===== The data =====
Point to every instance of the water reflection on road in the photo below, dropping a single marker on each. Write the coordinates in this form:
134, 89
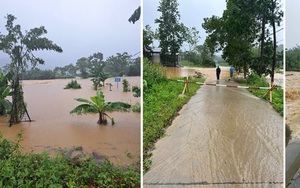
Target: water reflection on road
223, 137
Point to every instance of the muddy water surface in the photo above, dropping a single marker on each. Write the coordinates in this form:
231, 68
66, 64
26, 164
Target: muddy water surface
53, 127
223, 137
209, 73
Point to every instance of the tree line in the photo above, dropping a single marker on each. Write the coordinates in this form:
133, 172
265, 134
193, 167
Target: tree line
245, 34
92, 66
292, 59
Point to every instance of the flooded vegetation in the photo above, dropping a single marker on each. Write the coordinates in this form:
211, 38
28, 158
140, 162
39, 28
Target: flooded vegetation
49, 105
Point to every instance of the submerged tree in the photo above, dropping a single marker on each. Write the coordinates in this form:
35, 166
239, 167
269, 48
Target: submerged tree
20, 48
5, 105
98, 105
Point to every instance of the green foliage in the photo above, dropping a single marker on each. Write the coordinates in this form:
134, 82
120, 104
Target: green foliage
20, 48
293, 59
98, 105
135, 67
5, 105
136, 107
82, 65
96, 82
40, 170
161, 103
137, 91
243, 27
118, 65
153, 72
148, 37
125, 85
169, 25
277, 94
73, 85
255, 80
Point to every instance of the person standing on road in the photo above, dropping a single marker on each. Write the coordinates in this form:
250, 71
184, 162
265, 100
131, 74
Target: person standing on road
218, 71
231, 69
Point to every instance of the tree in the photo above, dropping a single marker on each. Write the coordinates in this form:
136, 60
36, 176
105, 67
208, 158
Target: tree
96, 69
192, 37
98, 105
5, 105
135, 16
82, 65
148, 37
118, 65
170, 31
135, 67
292, 61
20, 48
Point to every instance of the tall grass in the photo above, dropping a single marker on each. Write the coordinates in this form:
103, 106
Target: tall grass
277, 94
160, 105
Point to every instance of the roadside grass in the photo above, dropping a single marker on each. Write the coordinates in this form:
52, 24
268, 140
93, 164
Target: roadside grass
40, 170
277, 94
161, 103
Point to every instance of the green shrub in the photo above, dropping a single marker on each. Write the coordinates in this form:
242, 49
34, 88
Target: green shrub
137, 91
125, 85
161, 103
73, 85
136, 107
277, 94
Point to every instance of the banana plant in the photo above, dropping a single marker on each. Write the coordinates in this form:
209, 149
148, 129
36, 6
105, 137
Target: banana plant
98, 105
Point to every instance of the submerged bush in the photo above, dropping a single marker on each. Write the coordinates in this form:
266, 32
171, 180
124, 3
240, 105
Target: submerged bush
73, 85
41, 170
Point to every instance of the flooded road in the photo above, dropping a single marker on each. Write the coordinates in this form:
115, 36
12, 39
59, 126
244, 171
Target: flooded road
223, 137
49, 106
292, 107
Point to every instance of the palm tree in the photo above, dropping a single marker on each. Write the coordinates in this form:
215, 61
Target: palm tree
98, 105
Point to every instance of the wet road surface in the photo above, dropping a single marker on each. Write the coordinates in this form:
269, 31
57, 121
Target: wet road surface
223, 137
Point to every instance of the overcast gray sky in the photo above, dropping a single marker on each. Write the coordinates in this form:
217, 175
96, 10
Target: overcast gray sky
192, 13
80, 27
292, 25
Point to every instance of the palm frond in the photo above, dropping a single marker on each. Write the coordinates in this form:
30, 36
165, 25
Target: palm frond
118, 106
82, 109
85, 101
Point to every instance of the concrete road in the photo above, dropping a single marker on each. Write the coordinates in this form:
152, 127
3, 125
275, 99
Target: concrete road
223, 137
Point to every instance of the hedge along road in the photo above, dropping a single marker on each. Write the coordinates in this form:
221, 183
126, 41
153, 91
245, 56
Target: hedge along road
223, 137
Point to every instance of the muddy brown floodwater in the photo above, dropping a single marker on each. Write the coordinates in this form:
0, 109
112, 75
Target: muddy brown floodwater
49, 106
223, 137
292, 106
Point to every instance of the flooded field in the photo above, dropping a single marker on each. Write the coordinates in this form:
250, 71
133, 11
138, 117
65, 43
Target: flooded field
49, 105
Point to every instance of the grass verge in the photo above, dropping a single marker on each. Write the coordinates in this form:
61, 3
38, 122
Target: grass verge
277, 94
161, 103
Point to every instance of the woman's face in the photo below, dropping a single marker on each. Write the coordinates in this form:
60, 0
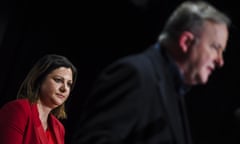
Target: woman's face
56, 87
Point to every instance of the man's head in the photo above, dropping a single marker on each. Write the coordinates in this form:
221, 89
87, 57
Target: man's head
196, 36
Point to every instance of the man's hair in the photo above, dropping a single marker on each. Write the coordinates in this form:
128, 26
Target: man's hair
190, 16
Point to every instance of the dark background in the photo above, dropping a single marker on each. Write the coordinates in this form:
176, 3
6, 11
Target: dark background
94, 33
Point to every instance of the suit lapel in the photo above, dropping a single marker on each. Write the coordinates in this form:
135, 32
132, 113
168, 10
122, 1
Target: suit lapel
39, 131
169, 95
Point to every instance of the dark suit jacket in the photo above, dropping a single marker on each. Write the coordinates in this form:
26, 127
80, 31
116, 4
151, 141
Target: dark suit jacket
20, 124
135, 101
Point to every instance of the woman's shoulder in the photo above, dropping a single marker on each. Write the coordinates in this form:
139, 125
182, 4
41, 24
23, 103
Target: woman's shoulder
16, 106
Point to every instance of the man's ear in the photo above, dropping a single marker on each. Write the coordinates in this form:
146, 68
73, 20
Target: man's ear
185, 41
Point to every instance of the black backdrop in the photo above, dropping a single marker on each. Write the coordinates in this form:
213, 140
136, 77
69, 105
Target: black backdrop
94, 33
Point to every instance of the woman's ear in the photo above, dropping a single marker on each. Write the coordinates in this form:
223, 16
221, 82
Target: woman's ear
186, 39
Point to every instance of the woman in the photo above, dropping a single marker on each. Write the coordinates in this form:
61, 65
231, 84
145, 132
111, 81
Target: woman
33, 117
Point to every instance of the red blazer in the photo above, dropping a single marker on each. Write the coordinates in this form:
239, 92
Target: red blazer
20, 124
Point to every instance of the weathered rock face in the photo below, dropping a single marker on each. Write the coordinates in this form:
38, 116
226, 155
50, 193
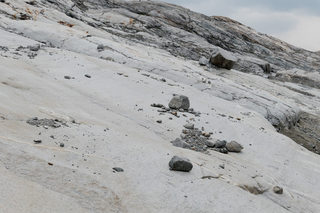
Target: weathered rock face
179, 102
169, 25
180, 164
234, 146
129, 50
223, 59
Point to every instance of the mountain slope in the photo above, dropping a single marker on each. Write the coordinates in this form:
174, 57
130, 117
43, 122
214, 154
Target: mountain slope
97, 66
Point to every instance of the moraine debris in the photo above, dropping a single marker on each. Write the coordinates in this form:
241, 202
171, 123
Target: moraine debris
180, 164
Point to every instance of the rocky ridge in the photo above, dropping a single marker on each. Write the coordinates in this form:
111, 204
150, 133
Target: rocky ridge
90, 69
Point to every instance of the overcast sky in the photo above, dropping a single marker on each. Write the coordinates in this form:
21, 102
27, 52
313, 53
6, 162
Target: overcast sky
294, 21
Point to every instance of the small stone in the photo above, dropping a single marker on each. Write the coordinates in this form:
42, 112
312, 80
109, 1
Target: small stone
100, 47
157, 105
220, 144
189, 126
203, 61
179, 102
34, 47
37, 141
180, 164
278, 190
210, 144
234, 146
179, 143
117, 169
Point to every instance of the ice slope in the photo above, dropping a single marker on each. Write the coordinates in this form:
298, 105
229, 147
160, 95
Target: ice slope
110, 123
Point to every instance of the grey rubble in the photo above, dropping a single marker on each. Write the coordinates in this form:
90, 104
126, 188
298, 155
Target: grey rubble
140, 53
=====
--- Problem requirements ---
The answer consists of the line holding "Point to every instance of the overcast sky" and every line after it up to the end of the records, word for word.

--- Solution for this task ---
Point to every instance of the overcast sky in the photo above, dropping a single marker on each. Write the coordinates in this form:
21, 102
27, 52
313, 53
6, 162
Target: overcast sky
294, 21
Point to every instance of the small stone in the photo above, dropping a single marker on each. Write the coordinates in this form:
42, 112
312, 80
109, 1
Target: small stone
100, 47
157, 105
220, 144
189, 126
203, 61
179, 102
34, 47
37, 141
180, 164
278, 190
210, 144
234, 146
179, 143
117, 169
Point to every instance of the ice slope in the photo above, dropping a single marker on each. Write the coordinates in this form:
298, 105
229, 147
160, 95
Target: ice slope
110, 123
Point to every instance of the grey rubble in the photo above, dropping a single marker on each. Write the coordinates in this form:
90, 104
126, 188
298, 155
Target: grey rubble
140, 53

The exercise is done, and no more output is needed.